** START OF ENTRIES SUPPLIED **

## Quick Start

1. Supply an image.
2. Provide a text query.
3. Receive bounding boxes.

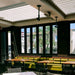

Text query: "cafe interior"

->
[0,0,75,75]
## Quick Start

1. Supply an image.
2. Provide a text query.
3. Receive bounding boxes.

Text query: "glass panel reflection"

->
[39,27,43,54]
[70,23,75,54]
[52,25,57,54]
[45,26,50,54]
[26,28,30,53]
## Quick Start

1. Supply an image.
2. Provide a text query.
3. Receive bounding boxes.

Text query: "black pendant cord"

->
[37,5,41,21]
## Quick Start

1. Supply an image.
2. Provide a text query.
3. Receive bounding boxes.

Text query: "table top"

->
[62,61,75,65]
[6,59,32,62]
[37,60,54,63]
[2,72,36,75]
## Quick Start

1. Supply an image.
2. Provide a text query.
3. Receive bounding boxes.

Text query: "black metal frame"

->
[21,23,57,56]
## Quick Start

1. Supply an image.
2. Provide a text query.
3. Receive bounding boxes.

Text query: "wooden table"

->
[37,60,54,75]
[2,72,36,75]
[62,61,75,65]
[62,61,75,73]
[5,59,33,67]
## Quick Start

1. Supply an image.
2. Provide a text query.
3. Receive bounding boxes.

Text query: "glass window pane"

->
[45,26,50,54]
[32,27,36,53]
[70,23,75,54]
[26,28,30,53]
[39,27,43,54]
[8,31,11,59]
[52,25,57,54]
[21,28,25,53]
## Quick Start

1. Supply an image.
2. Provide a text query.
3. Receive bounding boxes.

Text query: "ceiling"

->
[0,0,75,27]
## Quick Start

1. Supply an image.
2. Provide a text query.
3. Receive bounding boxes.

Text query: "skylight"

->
[0,5,45,22]
[52,0,75,15]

** END OF ENTRIES SUPPLIED **

- _TASK_: Return every line of the data above verbatim, leaving out the pictures.

- _TASK SOLUTION_:
## Quick Start

1. Supply an image.
2. Provide a text query.
3. Receive bounding boxes.


Text query: "cafe interior"

->
[0,0,75,75]
## Quick Start

1. Supply an image.
2. Provide a text query.
3. Receive bounding boxes.

Text query: "glass panel reflection"

->
[39,27,43,54]
[70,23,75,54]
[52,25,57,54]
[45,26,50,54]
[26,28,30,53]
## Quick Start

1. Supply an image.
2. Provide a text query.
3. Receive bounding boxes.

Text query: "black pendant cord"

->
[37,5,41,21]
## Quick Start

1. Supply an image.
2. Provide a text query.
3. Receive bounding boxes.

Text query: "table top"

->
[62,61,75,65]
[6,59,32,62]
[37,60,54,63]
[2,72,36,75]
## Quick Start

1. Supply an image.
2. Provide a text query.
3. Receive bounding boxes.

Text query: "black metal frame"

->
[21,23,57,56]
## Quick Start

1. Supply an image.
2. Provide a text query.
3. Receive bounding boxes.

Text query: "wooden table"

->
[37,60,54,75]
[2,72,36,75]
[62,61,75,65]
[62,61,75,73]
[5,59,33,67]
## Quick Start

1. Supply an image.
2. Provide a text query.
3. Receive bounding boxes.

Text query: "glass window pane"

->
[45,26,50,54]
[32,27,36,53]
[70,23,75,54]
[26,28,30,53]
[39,27,43,54]
[8,31,11,59]
[52,25,57,54]
[21,28,25,53]
## Quick Start

1. Supply an image.
2. Provide a text query.
3. Receive bounding boxes.

Text query: "ceiling"

->
[0,0,75,27]
## Quick Start

1. Supply an image.
2. Provide a text query.
3. Receive bounding boxes.

Text query: "skylight"

->
[0,5,45,22]
[52,0,75,15]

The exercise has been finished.